[Your instructions] Gather every row below that contains the string "JSON", and copy each of those rows in full.

[Working data]
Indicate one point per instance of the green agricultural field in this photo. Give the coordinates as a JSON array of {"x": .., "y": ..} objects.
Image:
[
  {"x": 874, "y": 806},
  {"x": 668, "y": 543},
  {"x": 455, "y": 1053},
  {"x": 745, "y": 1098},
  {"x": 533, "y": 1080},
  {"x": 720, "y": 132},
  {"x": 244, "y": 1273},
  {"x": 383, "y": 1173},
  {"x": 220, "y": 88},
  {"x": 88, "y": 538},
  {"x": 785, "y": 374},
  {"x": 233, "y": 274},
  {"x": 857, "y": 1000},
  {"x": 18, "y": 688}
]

* * *

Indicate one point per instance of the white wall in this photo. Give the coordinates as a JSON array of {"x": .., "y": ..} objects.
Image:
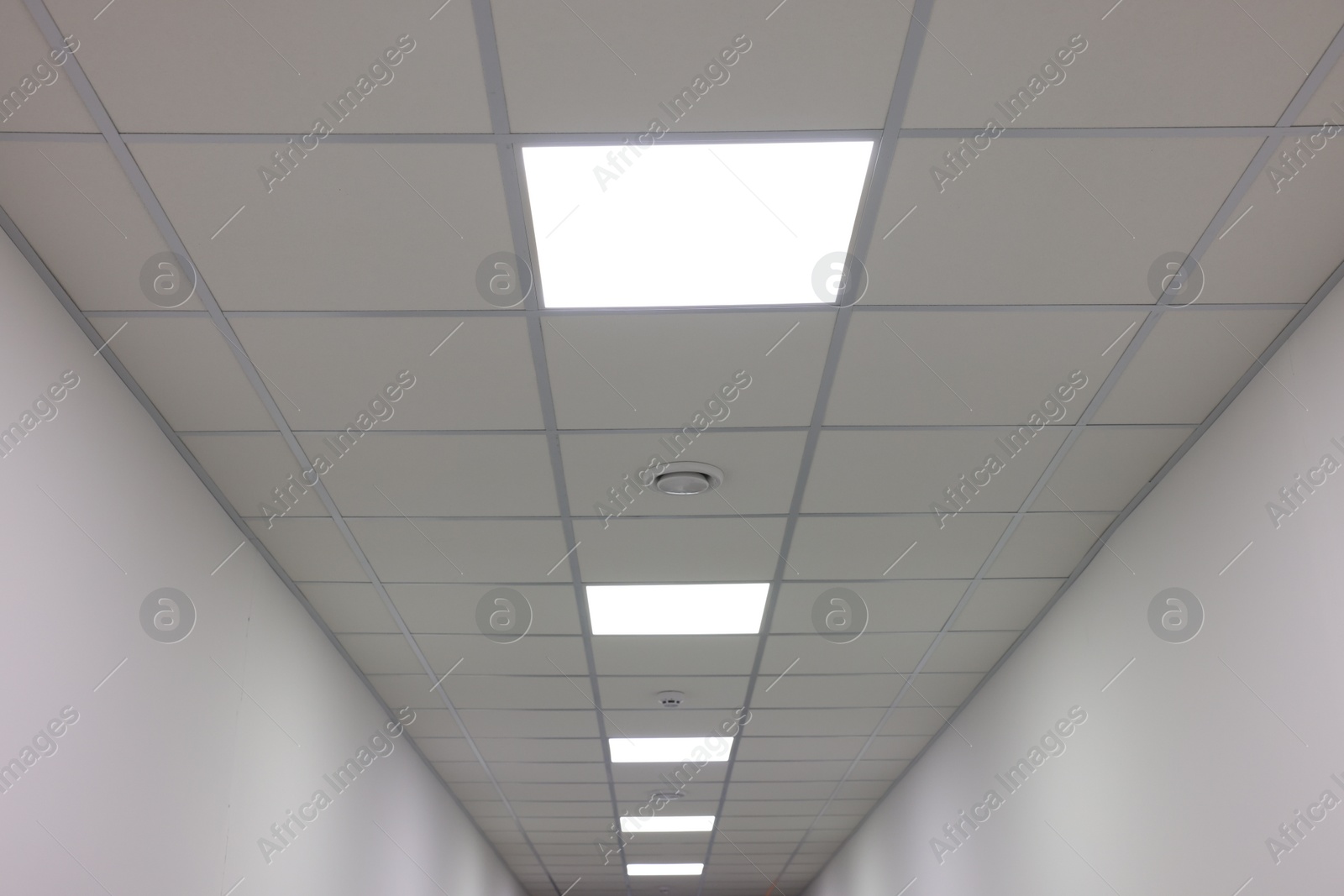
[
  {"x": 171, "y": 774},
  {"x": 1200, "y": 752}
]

---

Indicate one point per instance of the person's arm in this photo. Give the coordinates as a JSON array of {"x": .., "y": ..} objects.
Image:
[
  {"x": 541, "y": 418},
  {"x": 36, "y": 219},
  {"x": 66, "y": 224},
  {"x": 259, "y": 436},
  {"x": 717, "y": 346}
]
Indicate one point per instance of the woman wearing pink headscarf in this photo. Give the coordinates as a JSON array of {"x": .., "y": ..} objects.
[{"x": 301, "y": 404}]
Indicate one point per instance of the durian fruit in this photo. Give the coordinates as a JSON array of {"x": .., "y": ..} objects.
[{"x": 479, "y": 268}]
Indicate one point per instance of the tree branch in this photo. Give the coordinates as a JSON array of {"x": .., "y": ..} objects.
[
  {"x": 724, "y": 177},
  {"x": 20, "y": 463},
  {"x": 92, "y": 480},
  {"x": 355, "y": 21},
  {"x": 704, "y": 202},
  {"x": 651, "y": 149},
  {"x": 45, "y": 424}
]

[Exercise output]
Indicate one point per instance of the green agricultural field in this photo. Give the coordinates as a JSON array of {"x": .., "y": ..} objects.
Indicate one point per instance of the white wall in this photo. Give the coordinates as a JSON array of {"x": .., "y": ..} objects.
Indicate one point per instance of the person's arm in this photo. Give the coordinates as a JSON array of {"x": .., "y": ..} objects.
Indicate one point per instance of the woman wearing pink headscarf in this photo. Give the coordinates as a JSON array of {"x": .., "y": ..} objects.
Indicate one point per instance of the durian fruit in this photo. Give the coordinates as a JSON array of {"x": .., "y": ..} objects.
Indicate one point per instance of the tree branch in this photo. Give the coordinates as a JSON array of {"x": .., "y": ..} objects.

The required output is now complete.